● Set task 1:
Write out the low carb quesadilla recipe word for word.
● Set task 2:
From the listing, pull out the stretch from the line containing "For every instance of the vegetation" through the line containing "Target: vegetation on slope", word for word and nothing else.

● Source excerpt:
☆ ☆ ☆ ☆ ☆ ☆ ☆
Low Carb Quesadilla image

Great keto lunch idea!

Provided by Jennifer

Categories     lunch

Number Of Ingredients 17

3/4 cup almond flour
1/4 cup coconut flour
2 tsp xanthan gum
1/4 tsp salt
1/2 tsp baking powder
1 egg
1 tbs water
1/2 tsp apple cider vinegar
Precooked Shredded beef
Shredded cheese (we like colby jack blend or Mexican blend)
Shredded lettuce
Tomatoes (diced)
Onions (diced)
Guacamole
Hot Sauce
Sour Cream
Cilantro

Steps:

  • Add all the ingredients to a food processor and blend it on high until the dough forms a ball. This only takes about 15 to 20 seconds pulsed on high in the food processor.
  • Take the dough out of the food processor and use your hands to knead the dough together to make sure all the ingredients are fully combined.
  • The dough will seem a bit sticky at first. Kneading it together helps to form the dough.
  • Remove the dough and split it equally into 2 equal pieces. This will make two 12 inch tortillas that are large enough to make a quesadilla.
  • Roll each piece into a ball.
  • Place two large sheets of parchment paper down. Place the ball of dough between the sheets of parchment paper and roll the dough out in a very thin 12-inch round circle using a rolling pin.
  • You can use a tortilla press to make this large tortilla but these tortilla presses come in 8 inch and 10 inch models. You can start with with a tortilla press but you will still need to use a rolling pin to roll it out to the correct size.
  • Using a large 12 inch frying pan with no oil. Heat the pan over medium heat.
  • You will cook these tortillas for a small amount of time. It's basically cooking them just long enough to cook the egg in them.
  • Once the pan is hot, add the tortilla to the pan and set a time for between 45 seconds and one minute. I use my Amazon Alexa to help set a timer to cook these perfectly every time. If my pan is super hot on high heat, it cooks in only 45 seconds. Lower temperatures and it cooks in 1 minute. This is the difference in cooking times. Don't cook them longer than that or else they won't be pliable. You will see a slight brown color on the cooked side of the tortilla.
☆ ☆ ☆ ☆ ☆ ☆ ☆
Entries from a point annotation set:
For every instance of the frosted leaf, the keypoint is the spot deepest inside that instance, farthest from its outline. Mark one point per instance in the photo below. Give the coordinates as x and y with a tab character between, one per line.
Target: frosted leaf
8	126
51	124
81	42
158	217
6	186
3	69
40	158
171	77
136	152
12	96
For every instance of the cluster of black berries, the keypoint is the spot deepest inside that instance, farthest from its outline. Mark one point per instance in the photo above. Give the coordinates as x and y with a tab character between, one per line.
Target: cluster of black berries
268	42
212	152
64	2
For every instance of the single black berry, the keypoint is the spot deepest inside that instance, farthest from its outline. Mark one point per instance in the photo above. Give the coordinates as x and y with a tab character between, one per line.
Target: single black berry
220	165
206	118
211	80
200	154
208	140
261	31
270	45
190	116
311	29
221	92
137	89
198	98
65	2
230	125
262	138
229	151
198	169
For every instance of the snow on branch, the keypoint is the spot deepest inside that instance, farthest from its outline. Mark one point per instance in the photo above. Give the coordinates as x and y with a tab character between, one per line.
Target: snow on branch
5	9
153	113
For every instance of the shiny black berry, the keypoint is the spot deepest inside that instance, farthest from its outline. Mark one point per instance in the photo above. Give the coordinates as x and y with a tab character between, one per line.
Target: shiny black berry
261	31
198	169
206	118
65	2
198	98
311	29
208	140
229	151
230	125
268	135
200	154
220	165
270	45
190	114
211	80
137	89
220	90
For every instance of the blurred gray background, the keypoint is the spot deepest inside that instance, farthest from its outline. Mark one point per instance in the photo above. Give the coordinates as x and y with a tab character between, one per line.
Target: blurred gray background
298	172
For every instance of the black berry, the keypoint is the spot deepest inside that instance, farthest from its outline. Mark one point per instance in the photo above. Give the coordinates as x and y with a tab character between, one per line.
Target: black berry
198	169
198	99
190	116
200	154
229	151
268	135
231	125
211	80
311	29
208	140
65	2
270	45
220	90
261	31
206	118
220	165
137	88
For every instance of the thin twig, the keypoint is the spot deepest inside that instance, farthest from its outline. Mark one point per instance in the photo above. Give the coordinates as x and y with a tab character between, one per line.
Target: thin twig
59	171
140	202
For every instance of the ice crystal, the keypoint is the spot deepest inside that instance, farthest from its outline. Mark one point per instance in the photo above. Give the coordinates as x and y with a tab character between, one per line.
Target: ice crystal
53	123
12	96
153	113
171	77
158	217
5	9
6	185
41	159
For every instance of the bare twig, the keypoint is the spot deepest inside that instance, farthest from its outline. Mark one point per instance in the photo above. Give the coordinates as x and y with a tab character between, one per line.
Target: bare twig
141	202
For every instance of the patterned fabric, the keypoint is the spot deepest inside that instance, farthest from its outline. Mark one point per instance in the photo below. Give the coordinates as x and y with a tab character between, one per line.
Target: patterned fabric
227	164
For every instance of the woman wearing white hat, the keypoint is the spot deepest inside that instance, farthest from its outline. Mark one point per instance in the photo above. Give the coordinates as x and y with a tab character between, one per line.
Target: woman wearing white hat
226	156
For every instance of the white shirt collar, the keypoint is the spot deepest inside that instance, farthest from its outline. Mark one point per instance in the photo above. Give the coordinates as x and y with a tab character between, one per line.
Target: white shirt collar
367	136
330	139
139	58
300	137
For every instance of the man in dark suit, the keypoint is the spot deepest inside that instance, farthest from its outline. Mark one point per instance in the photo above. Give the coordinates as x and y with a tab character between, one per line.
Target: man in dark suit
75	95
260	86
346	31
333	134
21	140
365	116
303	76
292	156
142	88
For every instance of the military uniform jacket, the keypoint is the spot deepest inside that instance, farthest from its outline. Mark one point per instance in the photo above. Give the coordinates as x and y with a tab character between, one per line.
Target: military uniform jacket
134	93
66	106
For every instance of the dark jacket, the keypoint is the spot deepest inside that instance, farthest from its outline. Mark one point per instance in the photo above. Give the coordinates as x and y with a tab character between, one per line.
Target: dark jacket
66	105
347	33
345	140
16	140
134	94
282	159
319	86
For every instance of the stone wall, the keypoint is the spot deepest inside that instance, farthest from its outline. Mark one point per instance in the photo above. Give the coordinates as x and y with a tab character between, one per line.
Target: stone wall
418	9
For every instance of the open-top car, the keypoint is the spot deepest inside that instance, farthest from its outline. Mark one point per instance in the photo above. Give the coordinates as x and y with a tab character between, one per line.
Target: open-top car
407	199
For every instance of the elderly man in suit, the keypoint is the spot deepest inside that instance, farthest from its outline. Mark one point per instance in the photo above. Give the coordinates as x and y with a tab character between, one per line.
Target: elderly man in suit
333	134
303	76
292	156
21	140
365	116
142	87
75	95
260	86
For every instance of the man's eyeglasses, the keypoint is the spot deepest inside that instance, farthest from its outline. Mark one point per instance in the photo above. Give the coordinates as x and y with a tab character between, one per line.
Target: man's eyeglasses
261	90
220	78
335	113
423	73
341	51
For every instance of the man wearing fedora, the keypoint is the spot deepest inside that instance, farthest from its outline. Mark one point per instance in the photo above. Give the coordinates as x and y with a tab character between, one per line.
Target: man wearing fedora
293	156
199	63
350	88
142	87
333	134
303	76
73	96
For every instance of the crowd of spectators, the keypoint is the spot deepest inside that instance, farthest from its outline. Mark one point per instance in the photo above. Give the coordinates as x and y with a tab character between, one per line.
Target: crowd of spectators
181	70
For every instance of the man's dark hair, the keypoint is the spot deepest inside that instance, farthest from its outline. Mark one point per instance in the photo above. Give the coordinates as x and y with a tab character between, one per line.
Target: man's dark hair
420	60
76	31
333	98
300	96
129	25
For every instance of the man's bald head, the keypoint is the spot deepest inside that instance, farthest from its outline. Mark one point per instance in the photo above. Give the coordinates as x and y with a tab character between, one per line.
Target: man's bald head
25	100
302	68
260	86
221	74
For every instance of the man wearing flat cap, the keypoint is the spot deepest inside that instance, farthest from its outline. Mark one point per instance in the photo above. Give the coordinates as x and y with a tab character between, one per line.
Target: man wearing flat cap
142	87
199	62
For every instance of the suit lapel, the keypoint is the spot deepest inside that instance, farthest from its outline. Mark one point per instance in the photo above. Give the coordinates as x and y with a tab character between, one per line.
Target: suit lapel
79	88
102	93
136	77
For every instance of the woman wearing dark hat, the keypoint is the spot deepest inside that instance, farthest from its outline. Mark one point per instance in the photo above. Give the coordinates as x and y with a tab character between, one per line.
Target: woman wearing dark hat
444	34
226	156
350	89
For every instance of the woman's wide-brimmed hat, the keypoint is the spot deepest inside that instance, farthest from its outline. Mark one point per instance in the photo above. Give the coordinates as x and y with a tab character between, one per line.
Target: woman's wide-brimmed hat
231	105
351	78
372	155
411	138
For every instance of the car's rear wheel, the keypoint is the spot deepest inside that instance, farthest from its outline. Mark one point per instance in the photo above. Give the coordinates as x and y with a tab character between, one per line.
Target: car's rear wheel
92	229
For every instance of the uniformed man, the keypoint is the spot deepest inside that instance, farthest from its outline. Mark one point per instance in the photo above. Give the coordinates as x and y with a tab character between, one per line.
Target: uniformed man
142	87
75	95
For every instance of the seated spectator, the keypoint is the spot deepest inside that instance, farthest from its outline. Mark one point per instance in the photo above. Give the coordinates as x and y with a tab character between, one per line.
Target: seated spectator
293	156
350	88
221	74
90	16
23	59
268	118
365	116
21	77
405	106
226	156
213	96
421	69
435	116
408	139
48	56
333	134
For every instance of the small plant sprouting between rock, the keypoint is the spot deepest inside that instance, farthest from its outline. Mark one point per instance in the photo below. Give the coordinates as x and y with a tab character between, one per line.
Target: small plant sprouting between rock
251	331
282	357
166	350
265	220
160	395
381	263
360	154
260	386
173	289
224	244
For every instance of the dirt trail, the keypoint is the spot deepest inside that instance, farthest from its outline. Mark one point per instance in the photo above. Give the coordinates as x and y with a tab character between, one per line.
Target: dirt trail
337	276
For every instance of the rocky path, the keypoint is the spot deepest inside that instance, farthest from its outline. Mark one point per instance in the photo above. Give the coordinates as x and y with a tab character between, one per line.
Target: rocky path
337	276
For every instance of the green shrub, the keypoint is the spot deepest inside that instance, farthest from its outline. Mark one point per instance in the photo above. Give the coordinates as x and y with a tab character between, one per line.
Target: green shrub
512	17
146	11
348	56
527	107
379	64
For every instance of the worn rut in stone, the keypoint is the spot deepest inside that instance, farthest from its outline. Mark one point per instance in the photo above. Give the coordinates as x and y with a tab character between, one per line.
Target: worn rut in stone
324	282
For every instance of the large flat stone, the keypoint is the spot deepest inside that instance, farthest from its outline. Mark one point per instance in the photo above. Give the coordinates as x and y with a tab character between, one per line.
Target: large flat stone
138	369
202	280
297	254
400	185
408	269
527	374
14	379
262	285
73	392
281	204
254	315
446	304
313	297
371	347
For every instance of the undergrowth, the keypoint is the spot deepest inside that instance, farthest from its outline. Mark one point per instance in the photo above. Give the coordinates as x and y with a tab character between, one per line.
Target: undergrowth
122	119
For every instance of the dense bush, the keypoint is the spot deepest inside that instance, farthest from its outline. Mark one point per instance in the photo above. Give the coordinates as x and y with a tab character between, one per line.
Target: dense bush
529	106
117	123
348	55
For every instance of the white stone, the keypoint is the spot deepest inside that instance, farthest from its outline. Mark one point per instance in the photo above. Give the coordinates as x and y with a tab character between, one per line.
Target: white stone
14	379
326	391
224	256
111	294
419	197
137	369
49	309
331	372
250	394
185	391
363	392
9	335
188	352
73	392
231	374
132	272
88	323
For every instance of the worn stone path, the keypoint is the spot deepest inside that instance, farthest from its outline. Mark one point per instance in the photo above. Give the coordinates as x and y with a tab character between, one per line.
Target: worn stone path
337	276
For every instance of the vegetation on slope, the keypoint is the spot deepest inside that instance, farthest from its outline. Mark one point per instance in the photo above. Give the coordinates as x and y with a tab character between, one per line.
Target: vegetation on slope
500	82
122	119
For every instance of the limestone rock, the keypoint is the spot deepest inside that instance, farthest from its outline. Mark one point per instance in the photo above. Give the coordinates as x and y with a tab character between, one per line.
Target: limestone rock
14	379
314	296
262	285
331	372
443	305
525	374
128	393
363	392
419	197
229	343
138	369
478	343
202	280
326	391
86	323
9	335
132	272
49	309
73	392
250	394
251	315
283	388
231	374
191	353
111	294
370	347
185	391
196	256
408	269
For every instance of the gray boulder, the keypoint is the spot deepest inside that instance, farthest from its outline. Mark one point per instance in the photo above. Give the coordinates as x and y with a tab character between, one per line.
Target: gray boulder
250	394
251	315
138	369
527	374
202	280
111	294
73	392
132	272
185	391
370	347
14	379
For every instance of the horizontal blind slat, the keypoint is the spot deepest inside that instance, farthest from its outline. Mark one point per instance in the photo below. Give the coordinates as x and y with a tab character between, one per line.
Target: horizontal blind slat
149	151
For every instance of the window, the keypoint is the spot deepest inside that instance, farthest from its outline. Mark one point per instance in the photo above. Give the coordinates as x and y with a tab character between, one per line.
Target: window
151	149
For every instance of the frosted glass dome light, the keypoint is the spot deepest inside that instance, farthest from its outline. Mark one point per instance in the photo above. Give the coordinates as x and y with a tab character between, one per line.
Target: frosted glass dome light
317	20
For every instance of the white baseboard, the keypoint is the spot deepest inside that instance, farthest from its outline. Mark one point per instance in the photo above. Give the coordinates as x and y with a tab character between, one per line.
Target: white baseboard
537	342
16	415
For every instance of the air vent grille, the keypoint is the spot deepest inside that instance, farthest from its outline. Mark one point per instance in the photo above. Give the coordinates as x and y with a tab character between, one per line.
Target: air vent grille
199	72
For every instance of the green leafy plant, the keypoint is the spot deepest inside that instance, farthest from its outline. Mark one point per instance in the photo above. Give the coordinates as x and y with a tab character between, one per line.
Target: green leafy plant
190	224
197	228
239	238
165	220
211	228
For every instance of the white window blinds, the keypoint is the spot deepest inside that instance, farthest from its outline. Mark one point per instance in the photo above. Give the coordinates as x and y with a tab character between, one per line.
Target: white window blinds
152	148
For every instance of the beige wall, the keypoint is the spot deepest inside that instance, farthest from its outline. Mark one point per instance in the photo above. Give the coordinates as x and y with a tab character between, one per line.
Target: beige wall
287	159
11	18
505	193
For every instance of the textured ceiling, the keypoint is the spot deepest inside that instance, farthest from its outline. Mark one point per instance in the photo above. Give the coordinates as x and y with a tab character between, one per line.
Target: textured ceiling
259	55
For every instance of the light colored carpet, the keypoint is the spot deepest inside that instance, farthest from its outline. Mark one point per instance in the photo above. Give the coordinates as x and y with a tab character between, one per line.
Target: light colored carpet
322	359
☆ ☆ ☆ ☆ ☆ ☆ ☆
● Correct output 1:
Low Carb Quesadilla image

Great keto lunch idea!

Provided by Jennifer

Categories     lunch

Number Of Ingredients 17

3/4 cup almond flour
1/4 cup coconut flour
2 tsp xanthan gum
1/4 tsp salt
1/2 tsp baking powder
1 egg
1 tbs water
1/2 tsp apple cider vinegar
Precooked Shredded beef
Shredded cheese (we like colby jack blend or Mexican blend)
Shredded lettuce
Tomatoes (diced)
Onions (diced)
Guacamole
Hot Sauce
Sour Cream
Cilantro

Steps:

  • Add all the ingredients to a food processor and blend it on high until the dough forms a ball. This only takes about 15 to 20 seconds pulsed on high in the food processor.
  • Take the dough out of the food processor and use your hands to knead the dough together to make sure all the ingredients are fully combined.
  • The dough will seem a bit sticky at first. Kneading it together helps to form the dough.
  • Remove the dough and split it equally into 2 equal pieces. This will make two 12 inch tortillas that are large enough to make a quesadilla.
  • Roll each piece into a ball.
  • Place two large sheets of parchment paper down. Place the ball of dough between the sheets of parchment paper and roll the dough out in a very thin 12-inch round circle using a rolling pin.
  • You can use a tortilla press to make this large tortilla but these tortilla presses come in 8 inch and 10 inch models. You can start with with a tortilla press but you will still need to use a rolling pin to roll it out to the correct size.
  • Using a large 12 inch frying pan with no oil. Heat the pan over medium heat.
  • You will cook these tortillas for a small amount of time. It's basically cooking them just long enough to cook the egg in them.
  • Once the pan is hot, add the tortilla to the pan and set a time for between 45 seconds and one minute. I use my Amazon Alexa to help set a timer to cook these perfectly every time. If my pan is super hot on high heat, it cooks in only 45 seconds. Lower temperatures and it cooks in 1 minute. This is the difference in cooking times. Don't cook them longer than that or else they won't be pliable. You will see a slight brown color on the cooked side of the tortilla.

● Correct output 2:
For every instance of the vegetation on slope, the keypoint is the spot deepest inside that instance, farthest from its outline. Mark one point per instance in the photo above. Give the coordinates as x and y with a tab character between, one per line.
Target: vegetation on slope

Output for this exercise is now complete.